**WHAT YOU NEED TO DO**
Filter the listing below, keeping only the lines with the word "forest".
---
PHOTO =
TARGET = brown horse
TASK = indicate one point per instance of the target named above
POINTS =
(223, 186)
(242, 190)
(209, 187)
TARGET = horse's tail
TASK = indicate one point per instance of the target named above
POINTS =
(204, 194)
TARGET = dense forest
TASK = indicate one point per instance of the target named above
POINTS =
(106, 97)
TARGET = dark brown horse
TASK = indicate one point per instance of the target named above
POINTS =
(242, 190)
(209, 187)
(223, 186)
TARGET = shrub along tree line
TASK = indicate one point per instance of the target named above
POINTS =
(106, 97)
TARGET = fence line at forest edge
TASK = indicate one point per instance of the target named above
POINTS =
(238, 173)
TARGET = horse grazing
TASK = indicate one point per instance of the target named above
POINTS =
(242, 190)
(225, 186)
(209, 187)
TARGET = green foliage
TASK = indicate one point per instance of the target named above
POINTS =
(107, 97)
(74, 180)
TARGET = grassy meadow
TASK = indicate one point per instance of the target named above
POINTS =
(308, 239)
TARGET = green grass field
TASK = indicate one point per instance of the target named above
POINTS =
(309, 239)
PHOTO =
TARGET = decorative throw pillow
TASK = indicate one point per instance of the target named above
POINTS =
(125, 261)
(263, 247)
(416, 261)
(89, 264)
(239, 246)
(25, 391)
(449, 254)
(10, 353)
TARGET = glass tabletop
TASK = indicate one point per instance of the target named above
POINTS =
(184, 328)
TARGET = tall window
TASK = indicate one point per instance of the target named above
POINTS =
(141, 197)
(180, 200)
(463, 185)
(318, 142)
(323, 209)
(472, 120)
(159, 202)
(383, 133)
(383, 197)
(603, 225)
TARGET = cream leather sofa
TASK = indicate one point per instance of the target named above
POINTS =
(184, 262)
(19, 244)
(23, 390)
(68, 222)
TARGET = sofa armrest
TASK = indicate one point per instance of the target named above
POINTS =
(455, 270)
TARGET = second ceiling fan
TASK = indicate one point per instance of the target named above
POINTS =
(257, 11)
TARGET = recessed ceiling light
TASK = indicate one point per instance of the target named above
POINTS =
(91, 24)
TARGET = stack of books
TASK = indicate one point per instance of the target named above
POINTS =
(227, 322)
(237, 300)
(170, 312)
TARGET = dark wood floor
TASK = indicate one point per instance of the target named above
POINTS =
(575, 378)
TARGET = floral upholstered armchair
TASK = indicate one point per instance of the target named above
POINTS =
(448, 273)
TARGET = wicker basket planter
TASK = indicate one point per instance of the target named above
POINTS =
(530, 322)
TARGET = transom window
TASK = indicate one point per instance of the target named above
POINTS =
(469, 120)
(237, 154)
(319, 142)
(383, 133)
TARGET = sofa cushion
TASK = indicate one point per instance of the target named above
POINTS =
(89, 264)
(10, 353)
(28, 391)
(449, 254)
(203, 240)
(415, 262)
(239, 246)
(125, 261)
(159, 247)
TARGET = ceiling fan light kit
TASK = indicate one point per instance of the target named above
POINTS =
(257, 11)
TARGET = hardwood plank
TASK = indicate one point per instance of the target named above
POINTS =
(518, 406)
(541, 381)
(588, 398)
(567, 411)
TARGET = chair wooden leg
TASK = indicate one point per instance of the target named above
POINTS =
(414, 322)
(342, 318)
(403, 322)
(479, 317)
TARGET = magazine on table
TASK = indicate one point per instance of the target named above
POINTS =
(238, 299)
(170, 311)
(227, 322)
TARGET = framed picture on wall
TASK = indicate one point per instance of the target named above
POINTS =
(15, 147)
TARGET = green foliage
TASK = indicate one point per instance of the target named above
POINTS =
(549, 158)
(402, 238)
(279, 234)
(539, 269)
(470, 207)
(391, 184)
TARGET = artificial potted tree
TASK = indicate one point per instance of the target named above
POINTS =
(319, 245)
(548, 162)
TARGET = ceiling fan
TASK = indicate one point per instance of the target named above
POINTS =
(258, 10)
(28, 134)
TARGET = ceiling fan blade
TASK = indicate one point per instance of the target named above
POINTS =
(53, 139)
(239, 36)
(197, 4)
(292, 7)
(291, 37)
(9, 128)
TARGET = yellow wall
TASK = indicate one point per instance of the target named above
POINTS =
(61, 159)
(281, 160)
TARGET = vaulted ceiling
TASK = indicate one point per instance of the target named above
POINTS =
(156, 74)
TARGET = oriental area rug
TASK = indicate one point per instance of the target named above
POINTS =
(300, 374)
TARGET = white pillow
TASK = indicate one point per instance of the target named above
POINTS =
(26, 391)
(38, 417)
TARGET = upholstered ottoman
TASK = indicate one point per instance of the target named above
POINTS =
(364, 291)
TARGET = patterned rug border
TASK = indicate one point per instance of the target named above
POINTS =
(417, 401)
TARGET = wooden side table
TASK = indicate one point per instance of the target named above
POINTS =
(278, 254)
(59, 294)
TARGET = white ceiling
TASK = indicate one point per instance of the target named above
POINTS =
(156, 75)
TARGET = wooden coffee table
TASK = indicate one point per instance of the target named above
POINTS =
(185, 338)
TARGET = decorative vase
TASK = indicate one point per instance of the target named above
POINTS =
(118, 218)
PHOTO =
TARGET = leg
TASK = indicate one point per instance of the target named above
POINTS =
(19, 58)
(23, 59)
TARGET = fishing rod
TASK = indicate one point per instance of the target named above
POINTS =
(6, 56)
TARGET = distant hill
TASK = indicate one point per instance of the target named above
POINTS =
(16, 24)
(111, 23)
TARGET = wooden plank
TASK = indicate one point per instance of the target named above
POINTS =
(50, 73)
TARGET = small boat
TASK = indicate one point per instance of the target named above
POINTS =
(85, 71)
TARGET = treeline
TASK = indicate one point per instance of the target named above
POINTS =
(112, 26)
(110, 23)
---
**OUTPUT**
TARGET = dense forest
TARGET = fence line at forest edge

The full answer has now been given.